(Okuma metni):
-------------------------
Sonrası şölen. Mutluluktan ağzım kulaklarıma değmiş neredeyse.
İlk üç bölüm tam 24 kıvamında değildi ama sonra çok güzel açıldı. Ve ben ilk bölümler boyunca - dizi akarken- sürekli şunu dedim yüksek sesle: "24 izlediğime inanamıyorum!"
Gerçekten de yeni, yepyeni 24 bölümleri izliyor olduğumuza inanamaz halde, dokuz bölümü devirdik, üç oturuşta.
Ne yazık ki "24" bölüm durumu bu sefer sadece isimde  kalmış. Bu bonus sezonu on iki bölüm çekmişler.
Yani bir günün on iki saatine şahitlik ediyoruz.
Ve kaldı üç saatimiz yani üç bölümümüz.:(
Kocama kalsa evelki gün bitirtecekti bize diziyi. Çok heyecan yapmış çünkü, gaza gelmiş, meraktaymış.
"Dur yahu," dedim, "Öyle paldır küldür olmaz. Hemen kurutmayalım, üzülürüz, birkaç gün bekleyip özleyelim azıcık. Hem son anda mı söylenir. Ben o gece final yapacağımı sabahından bilmeli ve heveslenmeliyim." 
Ritüeller kraliçesi Eylül!
Ama sonunda dediğim oldu. Cumartesi bitirmeye karar verdik dizimizi.
-------------------------
(Konum belirleme kayıtları):

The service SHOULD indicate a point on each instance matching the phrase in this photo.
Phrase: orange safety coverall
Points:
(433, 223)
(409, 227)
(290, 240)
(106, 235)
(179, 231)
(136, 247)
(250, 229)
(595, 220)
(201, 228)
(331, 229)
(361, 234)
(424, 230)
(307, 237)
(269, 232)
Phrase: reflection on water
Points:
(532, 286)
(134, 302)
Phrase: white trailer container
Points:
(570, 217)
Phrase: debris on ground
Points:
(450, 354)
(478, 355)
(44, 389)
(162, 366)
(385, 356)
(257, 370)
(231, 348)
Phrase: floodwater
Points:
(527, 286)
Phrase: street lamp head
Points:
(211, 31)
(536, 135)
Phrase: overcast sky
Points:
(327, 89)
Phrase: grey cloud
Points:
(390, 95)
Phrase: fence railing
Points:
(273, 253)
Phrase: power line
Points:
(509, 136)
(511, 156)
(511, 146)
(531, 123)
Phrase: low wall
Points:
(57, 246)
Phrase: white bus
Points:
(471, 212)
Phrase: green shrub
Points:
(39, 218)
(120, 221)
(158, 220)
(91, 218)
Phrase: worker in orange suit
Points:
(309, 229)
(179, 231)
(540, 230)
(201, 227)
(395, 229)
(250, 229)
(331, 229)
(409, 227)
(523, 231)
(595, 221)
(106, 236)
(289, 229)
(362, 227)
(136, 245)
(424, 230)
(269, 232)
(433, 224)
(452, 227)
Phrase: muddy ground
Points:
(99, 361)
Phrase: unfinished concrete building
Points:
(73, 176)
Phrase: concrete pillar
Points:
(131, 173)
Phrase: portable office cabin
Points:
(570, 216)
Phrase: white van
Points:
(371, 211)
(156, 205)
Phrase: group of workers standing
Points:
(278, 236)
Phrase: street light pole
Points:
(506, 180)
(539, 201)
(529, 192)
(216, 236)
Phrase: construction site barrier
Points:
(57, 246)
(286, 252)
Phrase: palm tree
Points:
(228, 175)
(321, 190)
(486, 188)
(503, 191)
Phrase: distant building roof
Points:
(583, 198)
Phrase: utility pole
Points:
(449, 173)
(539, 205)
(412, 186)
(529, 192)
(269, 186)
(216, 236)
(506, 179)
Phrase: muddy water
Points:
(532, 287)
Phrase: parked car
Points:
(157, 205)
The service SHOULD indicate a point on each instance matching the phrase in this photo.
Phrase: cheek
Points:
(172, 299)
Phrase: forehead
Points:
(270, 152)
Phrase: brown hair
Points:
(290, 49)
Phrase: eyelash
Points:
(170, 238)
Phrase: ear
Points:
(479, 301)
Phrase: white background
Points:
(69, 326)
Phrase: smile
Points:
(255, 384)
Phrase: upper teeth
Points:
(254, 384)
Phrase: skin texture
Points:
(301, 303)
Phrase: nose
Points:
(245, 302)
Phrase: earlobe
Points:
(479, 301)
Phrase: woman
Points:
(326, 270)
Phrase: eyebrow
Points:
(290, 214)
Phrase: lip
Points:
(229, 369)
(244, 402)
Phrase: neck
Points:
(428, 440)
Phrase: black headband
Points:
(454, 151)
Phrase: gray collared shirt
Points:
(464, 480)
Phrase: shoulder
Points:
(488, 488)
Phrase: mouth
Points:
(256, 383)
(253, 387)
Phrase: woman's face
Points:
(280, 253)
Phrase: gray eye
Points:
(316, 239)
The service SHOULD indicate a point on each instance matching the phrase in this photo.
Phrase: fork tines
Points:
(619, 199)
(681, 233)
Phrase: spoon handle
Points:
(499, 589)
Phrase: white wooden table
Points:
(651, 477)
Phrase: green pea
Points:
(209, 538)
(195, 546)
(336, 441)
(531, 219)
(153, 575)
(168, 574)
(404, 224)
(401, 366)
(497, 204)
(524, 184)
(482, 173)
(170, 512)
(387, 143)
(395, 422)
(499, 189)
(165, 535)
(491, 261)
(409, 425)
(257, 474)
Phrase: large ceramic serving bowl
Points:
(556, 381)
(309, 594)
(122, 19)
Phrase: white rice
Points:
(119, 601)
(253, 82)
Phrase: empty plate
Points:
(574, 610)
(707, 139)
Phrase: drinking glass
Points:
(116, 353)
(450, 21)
-------------------------
(Alıştırmanın amacı):
24 dizisinin yeni sezonunu izlemeyi anlatan yukarıdaki okuma metnini hiçbir değişiklik yapmadan baştan sona yeniden yazın.

(Tamamlanan görev):
Sonrası şölen. Mutluluktan ağzım kulaklarıma değmiş neredeyse.
İlk üç bölüm tam 24 kıvamında değildi ama sonra çok güzel açıldı. Ve ben ilk bölümler boyunca - dizi akarken- sürekli şunu dedim yüksek sesle: "24 izlediğime inanamıyorum!"
Gerçekten de yeni, yepyeni 24 bölümleri izliyor olduğumuza inanamaz halde, dokuz bölümü devirdik, üç oturuşta.
Ne yazık ki "24" bölüm durumu bu sefer sadece isimde  kalmış. Bu bonus sezonu on iki bölüm çekmişler.
Yani bir günün on iki saatine şahitlik ediyoruz.
Ve kaldı üç saatimiz yani üç bölümümüz.:(
Kocama kalsa evelki gün bitirtecekti bize diziyi. Çok heyecan yapmış çünkü, gaza gelmiş, meraktaymış.
"Dur yahu," dedim, "Öyle paldır küldür olmaz. Hemen kurutmayalım, üzülürüz, birkaç gün bekleyip özleyelim azıcık. Hem son anda mı söylenir. Ben o gece final yapacağımı sabahından bilmeli ve heveslenmeliyim." 
Ritüeller kraliçesi Eylül!
Ama sonunda dediğim oldu. Cumartesi bitirmeye karar verdik dizimizi.